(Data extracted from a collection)
Start of Block
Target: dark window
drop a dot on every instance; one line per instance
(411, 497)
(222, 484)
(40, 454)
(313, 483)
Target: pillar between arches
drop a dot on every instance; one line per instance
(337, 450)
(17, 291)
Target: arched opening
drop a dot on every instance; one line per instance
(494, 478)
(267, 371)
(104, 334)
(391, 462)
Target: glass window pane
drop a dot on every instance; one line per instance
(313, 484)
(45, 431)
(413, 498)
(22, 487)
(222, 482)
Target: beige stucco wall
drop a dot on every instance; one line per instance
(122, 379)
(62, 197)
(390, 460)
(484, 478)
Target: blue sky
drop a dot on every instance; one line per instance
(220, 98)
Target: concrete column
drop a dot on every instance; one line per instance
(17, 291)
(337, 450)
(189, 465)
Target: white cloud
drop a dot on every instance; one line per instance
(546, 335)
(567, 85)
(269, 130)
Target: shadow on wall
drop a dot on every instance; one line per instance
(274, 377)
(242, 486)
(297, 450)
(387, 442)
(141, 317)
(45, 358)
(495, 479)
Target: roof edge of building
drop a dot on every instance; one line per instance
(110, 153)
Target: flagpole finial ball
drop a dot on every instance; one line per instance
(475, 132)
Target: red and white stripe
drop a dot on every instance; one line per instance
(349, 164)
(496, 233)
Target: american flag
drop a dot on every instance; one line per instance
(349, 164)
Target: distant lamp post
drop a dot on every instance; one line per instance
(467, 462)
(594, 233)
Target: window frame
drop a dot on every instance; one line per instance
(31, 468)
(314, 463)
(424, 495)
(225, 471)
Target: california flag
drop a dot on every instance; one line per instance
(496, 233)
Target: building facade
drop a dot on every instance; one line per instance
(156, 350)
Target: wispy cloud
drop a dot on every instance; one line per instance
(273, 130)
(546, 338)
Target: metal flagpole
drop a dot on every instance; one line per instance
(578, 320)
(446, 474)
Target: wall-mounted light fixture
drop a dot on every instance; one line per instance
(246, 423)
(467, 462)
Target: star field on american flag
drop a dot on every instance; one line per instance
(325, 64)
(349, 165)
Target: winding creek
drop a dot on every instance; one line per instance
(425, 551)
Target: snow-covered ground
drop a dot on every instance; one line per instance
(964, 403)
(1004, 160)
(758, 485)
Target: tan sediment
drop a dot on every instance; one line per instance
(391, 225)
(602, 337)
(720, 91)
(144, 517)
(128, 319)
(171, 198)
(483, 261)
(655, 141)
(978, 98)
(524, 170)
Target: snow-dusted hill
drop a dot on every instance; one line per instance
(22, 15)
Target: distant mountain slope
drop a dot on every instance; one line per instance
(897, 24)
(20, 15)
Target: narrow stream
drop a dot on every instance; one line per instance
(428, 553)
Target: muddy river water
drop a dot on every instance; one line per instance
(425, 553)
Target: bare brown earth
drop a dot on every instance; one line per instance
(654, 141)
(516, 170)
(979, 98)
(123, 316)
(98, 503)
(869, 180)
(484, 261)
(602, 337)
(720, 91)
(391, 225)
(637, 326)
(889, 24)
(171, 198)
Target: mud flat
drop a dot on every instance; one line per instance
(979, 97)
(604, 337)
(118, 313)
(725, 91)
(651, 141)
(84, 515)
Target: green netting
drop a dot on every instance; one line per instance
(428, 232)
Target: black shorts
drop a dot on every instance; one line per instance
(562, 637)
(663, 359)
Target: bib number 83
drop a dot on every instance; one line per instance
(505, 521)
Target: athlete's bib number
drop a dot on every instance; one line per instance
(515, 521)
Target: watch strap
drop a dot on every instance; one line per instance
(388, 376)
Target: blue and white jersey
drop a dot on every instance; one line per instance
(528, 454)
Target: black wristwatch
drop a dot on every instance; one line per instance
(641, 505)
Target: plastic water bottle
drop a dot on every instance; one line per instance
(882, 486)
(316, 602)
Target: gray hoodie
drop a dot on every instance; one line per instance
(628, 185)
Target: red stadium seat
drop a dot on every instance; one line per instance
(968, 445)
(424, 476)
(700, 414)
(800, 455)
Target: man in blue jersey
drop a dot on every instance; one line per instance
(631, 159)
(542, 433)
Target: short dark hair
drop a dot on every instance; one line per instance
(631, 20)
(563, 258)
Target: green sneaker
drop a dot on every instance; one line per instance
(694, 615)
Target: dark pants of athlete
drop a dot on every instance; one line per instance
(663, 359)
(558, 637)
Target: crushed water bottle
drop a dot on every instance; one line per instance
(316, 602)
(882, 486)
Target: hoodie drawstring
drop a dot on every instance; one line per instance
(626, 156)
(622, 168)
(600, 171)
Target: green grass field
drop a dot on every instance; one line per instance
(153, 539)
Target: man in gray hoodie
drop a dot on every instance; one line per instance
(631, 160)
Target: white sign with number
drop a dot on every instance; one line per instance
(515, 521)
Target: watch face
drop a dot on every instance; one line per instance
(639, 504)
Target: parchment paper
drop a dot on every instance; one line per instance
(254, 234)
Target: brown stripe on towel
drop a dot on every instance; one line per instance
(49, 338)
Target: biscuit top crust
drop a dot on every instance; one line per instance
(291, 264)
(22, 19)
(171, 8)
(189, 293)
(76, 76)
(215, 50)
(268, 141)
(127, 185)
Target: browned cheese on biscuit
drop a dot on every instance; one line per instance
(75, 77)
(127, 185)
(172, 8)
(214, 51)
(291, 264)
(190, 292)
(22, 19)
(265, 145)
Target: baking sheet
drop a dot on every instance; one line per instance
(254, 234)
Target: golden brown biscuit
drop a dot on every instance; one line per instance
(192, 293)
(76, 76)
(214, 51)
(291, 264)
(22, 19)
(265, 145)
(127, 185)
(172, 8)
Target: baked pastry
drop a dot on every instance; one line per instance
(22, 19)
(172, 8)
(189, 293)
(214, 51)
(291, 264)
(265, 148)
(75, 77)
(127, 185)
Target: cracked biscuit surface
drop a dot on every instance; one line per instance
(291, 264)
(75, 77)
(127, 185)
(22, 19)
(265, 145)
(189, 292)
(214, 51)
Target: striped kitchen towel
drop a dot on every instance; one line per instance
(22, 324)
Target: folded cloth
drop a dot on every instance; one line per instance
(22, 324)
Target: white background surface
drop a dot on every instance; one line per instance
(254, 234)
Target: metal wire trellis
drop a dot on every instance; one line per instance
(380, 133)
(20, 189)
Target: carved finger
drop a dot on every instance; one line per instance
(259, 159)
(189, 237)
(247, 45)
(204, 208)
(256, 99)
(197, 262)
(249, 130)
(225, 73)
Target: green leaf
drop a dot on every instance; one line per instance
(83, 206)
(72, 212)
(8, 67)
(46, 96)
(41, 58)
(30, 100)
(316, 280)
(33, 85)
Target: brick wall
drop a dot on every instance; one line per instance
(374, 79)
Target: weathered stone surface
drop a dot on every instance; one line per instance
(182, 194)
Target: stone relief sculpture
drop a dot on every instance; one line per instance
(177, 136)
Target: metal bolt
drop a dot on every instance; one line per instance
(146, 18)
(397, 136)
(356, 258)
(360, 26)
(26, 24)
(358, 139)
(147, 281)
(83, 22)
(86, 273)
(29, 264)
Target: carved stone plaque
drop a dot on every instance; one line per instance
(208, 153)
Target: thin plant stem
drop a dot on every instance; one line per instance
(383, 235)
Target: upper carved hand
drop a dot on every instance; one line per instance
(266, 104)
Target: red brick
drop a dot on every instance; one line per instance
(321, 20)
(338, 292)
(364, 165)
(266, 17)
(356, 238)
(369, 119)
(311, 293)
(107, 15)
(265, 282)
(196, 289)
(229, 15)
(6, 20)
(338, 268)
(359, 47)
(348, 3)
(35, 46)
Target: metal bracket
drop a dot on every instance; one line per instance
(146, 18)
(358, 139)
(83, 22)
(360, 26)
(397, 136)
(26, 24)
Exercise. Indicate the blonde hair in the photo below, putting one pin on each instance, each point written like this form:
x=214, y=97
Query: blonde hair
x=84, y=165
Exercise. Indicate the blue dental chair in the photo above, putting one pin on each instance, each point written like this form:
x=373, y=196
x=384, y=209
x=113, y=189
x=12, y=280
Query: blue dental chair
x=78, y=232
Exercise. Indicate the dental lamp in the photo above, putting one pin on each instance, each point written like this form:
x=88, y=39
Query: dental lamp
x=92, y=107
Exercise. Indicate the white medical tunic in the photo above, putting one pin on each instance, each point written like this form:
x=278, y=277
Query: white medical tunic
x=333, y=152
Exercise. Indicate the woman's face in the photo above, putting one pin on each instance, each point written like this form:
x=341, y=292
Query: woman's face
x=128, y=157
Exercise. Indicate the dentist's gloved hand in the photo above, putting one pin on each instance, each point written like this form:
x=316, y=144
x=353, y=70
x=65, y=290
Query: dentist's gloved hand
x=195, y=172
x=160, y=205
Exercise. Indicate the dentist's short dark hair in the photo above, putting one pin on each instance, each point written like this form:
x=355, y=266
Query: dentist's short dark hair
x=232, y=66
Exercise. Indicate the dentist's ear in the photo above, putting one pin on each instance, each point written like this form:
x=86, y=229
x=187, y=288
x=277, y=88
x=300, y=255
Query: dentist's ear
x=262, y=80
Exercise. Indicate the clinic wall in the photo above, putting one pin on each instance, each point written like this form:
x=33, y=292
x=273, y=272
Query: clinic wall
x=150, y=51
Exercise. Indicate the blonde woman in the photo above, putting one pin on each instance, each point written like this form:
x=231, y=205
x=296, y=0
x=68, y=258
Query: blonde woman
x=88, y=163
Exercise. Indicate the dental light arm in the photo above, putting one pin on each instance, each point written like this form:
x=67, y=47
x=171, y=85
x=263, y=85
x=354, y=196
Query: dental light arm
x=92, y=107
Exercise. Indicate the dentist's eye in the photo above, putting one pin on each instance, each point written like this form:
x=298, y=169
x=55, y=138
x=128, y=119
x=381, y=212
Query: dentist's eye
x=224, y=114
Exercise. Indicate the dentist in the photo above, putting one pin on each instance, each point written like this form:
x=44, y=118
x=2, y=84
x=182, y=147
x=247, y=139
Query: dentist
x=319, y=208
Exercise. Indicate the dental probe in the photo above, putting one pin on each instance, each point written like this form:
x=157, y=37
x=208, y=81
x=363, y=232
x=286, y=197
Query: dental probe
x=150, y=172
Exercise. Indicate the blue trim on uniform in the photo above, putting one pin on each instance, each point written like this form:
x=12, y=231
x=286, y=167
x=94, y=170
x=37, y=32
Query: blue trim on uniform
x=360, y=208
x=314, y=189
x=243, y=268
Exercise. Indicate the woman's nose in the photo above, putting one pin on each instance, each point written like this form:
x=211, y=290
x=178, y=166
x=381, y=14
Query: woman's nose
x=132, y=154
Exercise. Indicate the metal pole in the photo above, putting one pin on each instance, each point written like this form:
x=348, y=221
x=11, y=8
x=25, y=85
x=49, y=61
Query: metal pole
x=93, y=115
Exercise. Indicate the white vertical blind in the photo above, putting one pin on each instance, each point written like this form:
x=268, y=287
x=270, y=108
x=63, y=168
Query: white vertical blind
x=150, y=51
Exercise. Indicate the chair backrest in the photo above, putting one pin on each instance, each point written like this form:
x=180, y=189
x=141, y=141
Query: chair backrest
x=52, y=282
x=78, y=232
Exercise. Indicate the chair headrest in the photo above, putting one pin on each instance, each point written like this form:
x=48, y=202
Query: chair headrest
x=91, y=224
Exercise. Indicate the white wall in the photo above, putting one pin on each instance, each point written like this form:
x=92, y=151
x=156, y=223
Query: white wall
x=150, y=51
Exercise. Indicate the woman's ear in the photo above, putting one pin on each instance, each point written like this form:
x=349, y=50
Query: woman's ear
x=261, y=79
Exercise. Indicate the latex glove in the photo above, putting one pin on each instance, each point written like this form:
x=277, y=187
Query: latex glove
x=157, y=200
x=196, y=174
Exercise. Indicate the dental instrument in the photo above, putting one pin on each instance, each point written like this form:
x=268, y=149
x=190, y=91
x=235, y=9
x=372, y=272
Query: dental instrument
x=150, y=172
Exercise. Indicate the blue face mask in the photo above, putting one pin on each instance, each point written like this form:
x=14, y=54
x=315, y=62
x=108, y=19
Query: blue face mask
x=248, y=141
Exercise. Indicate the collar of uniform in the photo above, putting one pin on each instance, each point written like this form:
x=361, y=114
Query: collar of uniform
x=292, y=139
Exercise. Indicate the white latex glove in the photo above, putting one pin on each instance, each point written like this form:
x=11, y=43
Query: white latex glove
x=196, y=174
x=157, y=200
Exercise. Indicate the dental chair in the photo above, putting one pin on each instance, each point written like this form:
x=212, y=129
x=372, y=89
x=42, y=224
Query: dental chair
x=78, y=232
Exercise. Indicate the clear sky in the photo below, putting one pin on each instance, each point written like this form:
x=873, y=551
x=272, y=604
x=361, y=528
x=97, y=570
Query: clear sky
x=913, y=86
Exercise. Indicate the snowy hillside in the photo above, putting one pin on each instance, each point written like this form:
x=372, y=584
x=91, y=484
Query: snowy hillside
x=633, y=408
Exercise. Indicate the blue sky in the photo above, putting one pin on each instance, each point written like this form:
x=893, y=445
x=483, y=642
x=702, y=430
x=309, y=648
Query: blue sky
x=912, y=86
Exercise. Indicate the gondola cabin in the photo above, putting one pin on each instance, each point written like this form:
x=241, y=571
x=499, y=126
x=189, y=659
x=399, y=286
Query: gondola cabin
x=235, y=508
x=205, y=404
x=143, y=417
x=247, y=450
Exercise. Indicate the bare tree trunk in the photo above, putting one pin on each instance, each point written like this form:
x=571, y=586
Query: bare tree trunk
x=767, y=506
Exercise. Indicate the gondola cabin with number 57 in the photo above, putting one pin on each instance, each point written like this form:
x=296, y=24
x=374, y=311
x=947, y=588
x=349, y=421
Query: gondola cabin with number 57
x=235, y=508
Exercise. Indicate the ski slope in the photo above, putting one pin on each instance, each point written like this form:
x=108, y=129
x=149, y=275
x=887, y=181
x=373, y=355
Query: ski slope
End of Block
__WORK INSTRUCTIONS__: Look over the entries above and tally the lines containing the string "below"; the answer is that total only.

__SOLUTION TO THIS EXERCISE__: 2